*PROBLEM DETAILS*. Within the material below, count how many lines contain "tall". Answer with only that number.

*THE RECORDS*.
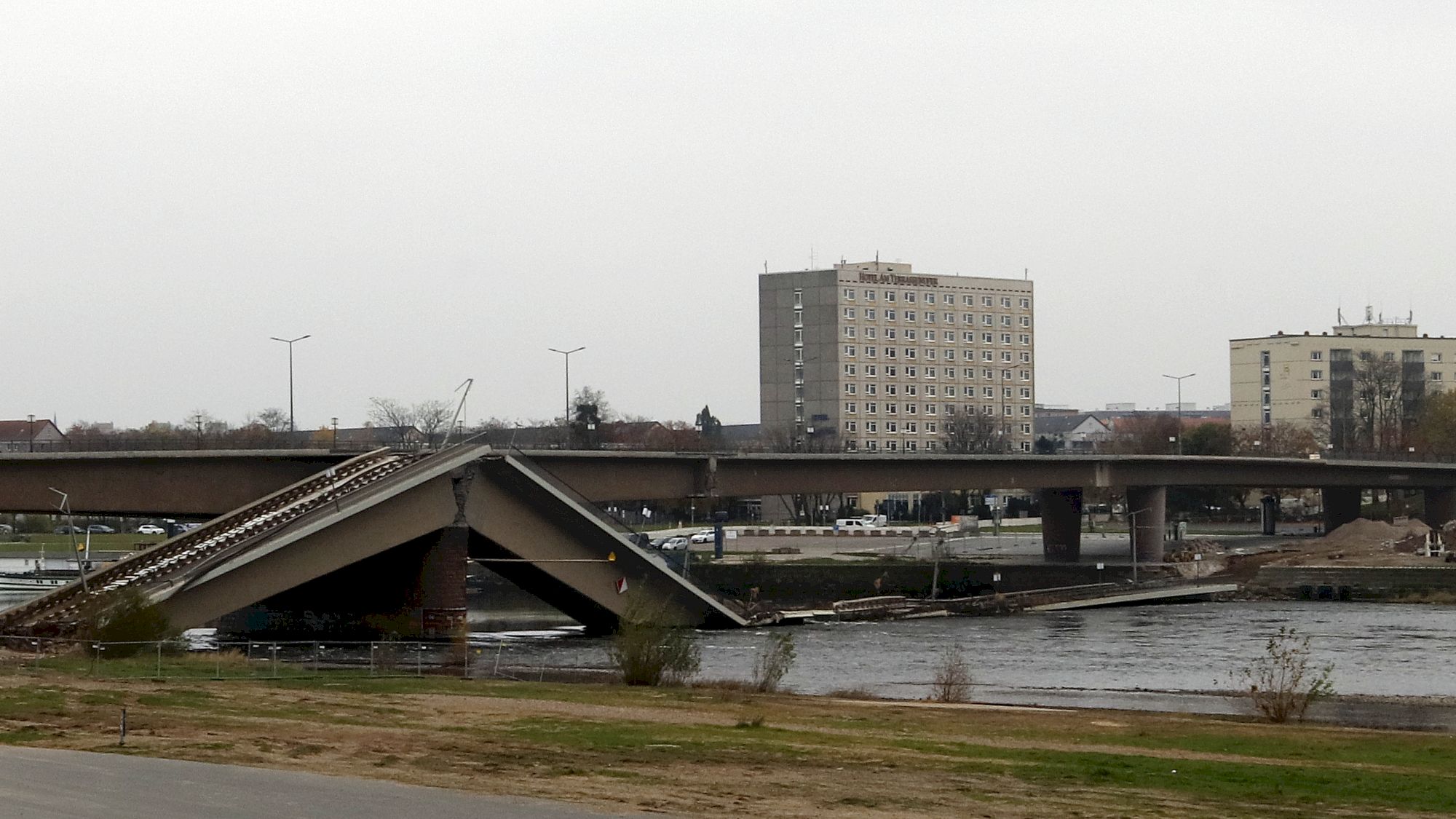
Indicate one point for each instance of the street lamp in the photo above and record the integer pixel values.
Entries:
(1180, 405)
(289, 341)
(567, 359)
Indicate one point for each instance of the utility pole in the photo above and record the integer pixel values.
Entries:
(289, 341)
(1180, 405)
(567, 357)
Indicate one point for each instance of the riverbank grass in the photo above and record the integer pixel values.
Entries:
(727, 752)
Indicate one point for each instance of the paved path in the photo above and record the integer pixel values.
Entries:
(41, 783)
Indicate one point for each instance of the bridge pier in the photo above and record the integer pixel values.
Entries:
(1062, 525)
(1342, 506)
(1441, 506)
(442, 583)
(1148, 513)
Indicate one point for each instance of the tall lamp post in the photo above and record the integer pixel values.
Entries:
(290, 341)
(567, 357)
(1180, 405)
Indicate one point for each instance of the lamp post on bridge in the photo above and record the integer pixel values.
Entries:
(1180, 405)
(290, 341)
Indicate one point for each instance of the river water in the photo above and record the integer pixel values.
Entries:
(1157, 657)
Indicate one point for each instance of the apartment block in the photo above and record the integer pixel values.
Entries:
(1340, 382)
(876, 357)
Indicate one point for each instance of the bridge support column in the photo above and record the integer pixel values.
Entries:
(1148, 512)
(1062, 525)
(442, 583)
(1342, 506)
(1441, 506)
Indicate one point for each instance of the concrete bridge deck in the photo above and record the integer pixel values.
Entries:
(467, 500)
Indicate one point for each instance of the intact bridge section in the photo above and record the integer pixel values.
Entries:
(382, 541)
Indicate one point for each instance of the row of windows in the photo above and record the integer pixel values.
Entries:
(851, 331)
(911, 445)
(911, 353)
(928, 317)
(912, 371)
(895, 408)
(909, 296)
(931, 392)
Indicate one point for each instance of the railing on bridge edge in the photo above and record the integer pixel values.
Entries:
(183, 657)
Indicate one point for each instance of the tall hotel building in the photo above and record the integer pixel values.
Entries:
(873, 357)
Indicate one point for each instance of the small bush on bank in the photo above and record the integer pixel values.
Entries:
(774, 662)
(652, 652)
(1282, 682)
(953, 676)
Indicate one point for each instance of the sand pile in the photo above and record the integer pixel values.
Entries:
(1366, 542)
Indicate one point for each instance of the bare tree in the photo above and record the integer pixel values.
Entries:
(430, 419)
(392, 416)
(973, 433)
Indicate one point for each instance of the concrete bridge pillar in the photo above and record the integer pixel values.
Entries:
(1441, 506)
(1148, 513)
(1062, 525)
(442, 583)
(1342, 506)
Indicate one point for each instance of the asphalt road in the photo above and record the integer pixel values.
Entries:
(41, 783)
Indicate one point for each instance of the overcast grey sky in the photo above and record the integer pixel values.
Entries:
(443, 191)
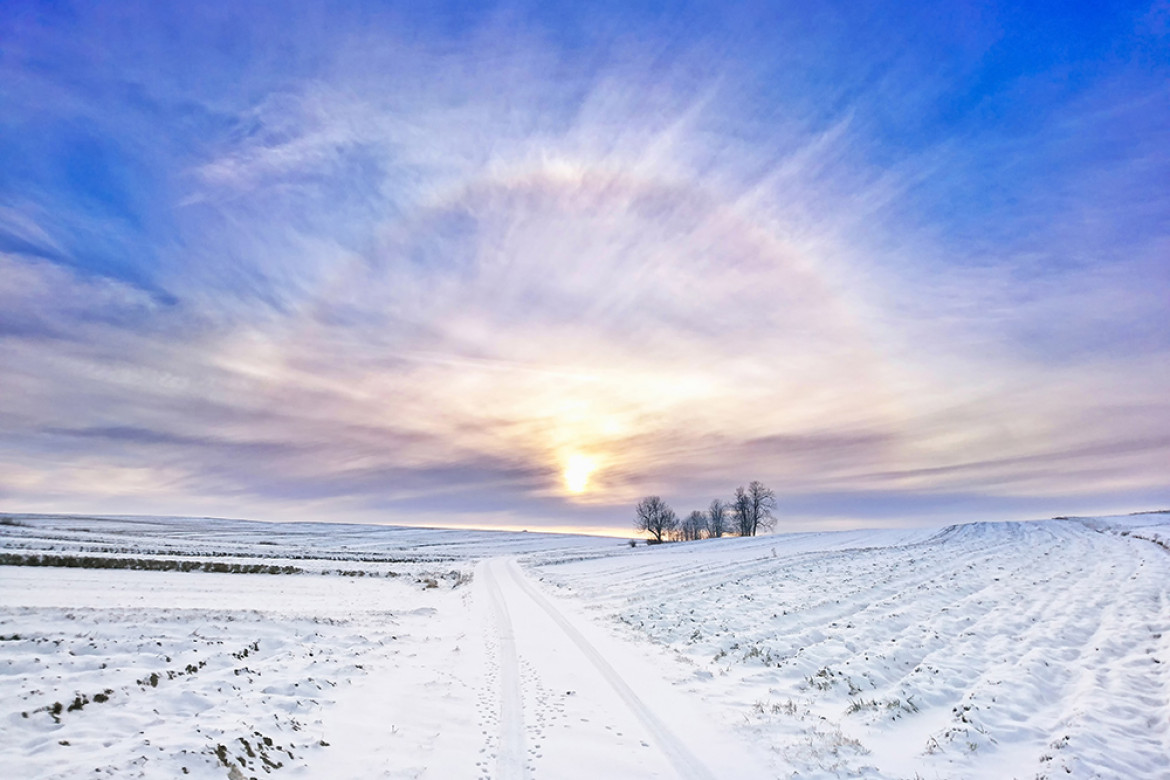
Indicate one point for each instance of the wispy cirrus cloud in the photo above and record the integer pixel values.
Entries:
(406, 273)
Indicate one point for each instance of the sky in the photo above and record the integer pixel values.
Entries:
(520, 264)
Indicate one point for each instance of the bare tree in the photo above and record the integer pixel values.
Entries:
(716, 519)
(752, 509)
(654, 517)
(694, 526)
(741, 511)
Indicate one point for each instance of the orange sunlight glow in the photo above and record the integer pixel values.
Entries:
(578, 470)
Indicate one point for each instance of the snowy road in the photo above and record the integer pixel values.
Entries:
(983, 650)
(587, 705)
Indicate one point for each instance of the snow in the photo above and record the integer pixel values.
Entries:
(981, 650)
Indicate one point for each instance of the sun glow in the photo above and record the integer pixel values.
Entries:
(578, 470)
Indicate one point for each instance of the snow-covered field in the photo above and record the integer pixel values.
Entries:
(166, 648)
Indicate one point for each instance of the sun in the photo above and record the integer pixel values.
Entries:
(578, 470)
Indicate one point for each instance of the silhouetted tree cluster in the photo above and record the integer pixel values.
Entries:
(653, 516)
(748, 513)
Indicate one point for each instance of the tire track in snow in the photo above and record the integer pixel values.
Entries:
(673, 749)
(510, 759)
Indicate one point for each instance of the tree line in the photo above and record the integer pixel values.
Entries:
(745, 515)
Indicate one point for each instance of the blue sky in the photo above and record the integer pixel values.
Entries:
(520, 264)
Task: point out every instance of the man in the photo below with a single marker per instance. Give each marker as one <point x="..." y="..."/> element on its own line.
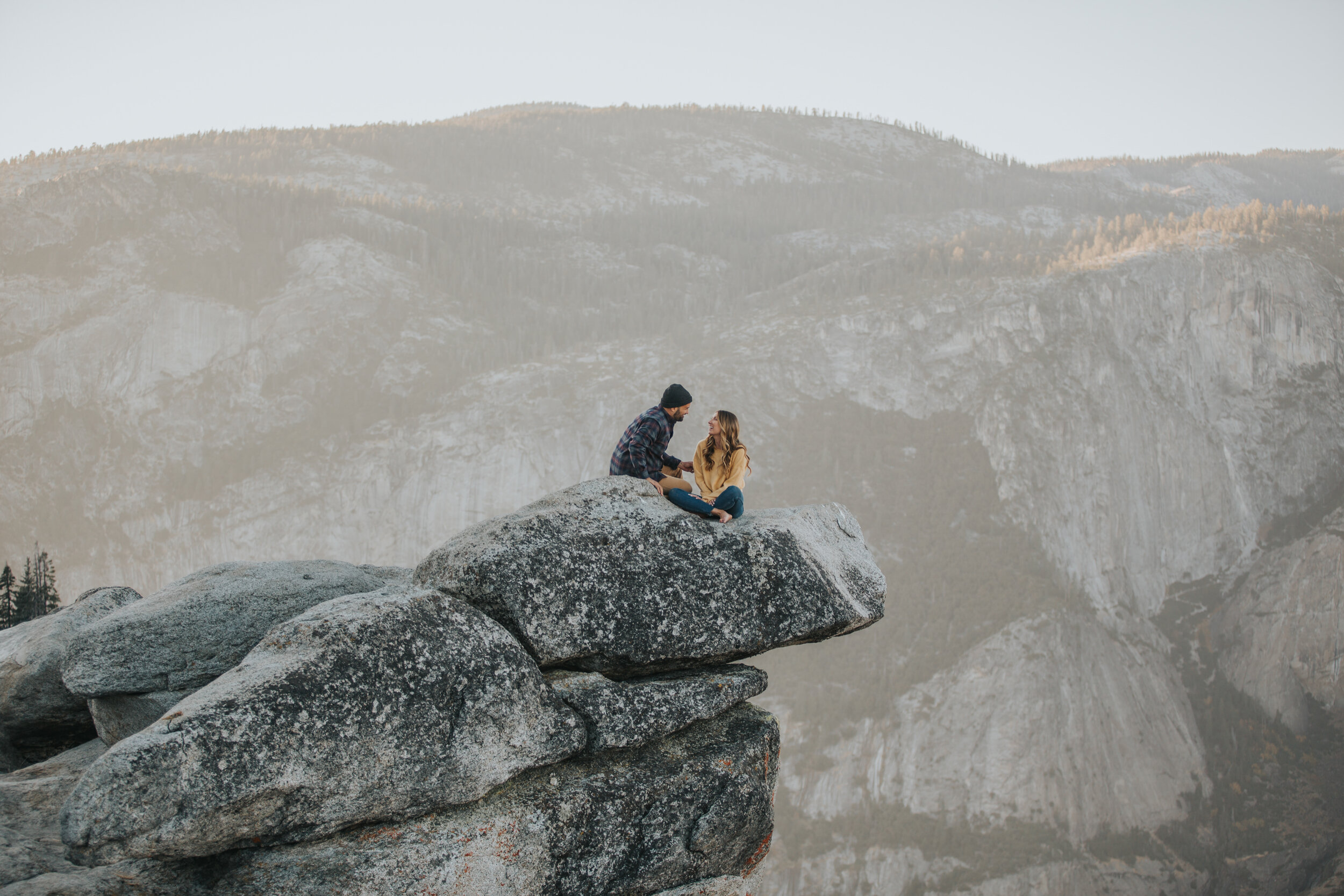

*TASK SOLUTION*. 2